_PROBLEM TO WORK ON:_ Count how many lines of the records below contain the string "shrimp", treating uppercase and lowercase letters as different. Reply with only the number.

(Records from a data collection)
::::

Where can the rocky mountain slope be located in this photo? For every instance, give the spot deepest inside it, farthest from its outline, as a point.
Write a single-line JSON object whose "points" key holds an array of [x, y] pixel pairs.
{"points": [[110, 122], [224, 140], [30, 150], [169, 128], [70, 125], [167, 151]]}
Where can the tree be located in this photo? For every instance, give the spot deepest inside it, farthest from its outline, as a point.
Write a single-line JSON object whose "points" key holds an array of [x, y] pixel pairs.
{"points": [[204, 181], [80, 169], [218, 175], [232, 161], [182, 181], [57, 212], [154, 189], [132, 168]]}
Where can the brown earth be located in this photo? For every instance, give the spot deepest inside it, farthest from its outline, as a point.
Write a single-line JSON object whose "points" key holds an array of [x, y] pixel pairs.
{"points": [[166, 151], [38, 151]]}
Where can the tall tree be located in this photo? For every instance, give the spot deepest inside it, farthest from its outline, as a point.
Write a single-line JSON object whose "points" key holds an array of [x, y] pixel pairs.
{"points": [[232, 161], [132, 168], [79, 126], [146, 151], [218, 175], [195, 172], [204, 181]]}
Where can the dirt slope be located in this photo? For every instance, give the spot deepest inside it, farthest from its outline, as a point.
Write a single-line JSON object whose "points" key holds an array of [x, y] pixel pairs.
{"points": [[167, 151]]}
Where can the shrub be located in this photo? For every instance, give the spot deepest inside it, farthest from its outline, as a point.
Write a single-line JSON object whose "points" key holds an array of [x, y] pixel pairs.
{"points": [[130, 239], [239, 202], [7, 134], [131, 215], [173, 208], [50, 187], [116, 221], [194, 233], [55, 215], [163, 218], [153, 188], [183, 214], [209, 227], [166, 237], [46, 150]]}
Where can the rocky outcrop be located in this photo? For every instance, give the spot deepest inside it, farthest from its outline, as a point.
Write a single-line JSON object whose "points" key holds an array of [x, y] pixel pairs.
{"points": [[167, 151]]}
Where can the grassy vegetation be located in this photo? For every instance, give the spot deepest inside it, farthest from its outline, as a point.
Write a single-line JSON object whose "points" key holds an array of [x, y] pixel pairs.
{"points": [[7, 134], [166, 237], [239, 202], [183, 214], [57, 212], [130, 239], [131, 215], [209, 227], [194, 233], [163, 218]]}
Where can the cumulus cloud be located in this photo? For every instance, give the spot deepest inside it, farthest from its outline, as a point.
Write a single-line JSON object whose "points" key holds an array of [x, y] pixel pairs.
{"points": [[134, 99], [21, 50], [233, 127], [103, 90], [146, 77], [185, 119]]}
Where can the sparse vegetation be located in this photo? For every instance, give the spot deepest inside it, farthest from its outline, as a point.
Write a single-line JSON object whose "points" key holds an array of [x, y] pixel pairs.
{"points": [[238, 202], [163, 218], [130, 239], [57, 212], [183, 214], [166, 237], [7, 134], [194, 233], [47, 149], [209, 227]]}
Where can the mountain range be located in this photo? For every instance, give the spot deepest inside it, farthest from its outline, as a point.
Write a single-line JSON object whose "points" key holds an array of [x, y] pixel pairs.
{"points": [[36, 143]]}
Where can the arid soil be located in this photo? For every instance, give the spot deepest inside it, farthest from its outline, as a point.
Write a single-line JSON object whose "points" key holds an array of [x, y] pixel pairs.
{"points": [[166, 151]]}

::::

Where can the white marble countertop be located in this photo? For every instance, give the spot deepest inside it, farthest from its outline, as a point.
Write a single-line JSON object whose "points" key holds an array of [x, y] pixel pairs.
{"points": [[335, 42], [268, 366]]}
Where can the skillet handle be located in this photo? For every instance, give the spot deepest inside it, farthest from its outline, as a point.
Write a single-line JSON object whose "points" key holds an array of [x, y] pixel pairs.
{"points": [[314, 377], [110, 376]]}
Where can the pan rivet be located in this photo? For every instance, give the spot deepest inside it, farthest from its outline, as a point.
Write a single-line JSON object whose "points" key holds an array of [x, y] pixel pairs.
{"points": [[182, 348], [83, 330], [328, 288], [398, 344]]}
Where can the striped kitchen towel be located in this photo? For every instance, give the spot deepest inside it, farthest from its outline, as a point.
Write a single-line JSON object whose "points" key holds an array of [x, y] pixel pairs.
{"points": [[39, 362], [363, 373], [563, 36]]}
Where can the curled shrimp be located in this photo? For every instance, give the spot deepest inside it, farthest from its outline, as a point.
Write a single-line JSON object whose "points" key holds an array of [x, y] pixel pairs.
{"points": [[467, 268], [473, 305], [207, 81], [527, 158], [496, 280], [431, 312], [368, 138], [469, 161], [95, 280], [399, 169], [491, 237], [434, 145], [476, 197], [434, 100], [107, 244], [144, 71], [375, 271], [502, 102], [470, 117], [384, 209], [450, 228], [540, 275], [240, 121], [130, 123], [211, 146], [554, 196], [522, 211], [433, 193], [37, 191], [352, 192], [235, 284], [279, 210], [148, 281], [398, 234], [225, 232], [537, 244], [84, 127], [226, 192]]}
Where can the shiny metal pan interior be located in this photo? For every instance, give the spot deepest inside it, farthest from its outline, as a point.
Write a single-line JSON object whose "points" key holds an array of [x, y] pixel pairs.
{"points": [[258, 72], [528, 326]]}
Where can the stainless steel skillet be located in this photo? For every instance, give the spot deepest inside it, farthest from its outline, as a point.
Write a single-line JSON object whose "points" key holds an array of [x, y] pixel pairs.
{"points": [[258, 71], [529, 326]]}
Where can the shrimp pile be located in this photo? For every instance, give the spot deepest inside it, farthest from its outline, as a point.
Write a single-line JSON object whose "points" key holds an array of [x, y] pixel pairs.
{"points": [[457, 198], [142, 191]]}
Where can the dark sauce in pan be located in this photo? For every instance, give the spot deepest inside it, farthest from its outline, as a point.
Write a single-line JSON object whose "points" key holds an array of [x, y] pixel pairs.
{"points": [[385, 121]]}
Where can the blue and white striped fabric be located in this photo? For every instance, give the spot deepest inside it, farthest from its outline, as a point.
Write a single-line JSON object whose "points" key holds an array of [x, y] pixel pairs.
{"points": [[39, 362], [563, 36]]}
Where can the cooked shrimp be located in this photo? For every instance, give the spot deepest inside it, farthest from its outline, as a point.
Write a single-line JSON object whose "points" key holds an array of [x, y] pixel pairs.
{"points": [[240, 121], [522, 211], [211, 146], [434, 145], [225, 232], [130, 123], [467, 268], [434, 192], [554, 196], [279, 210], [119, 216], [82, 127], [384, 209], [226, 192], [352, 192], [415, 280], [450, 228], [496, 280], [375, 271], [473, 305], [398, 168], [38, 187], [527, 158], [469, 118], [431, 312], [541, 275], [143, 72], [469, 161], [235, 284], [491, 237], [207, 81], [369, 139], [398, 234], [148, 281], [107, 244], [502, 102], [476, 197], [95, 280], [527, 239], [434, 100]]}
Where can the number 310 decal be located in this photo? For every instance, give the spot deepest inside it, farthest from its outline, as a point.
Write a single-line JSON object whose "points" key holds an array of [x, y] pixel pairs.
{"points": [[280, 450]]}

::::

_FINAL RESULT:_ 3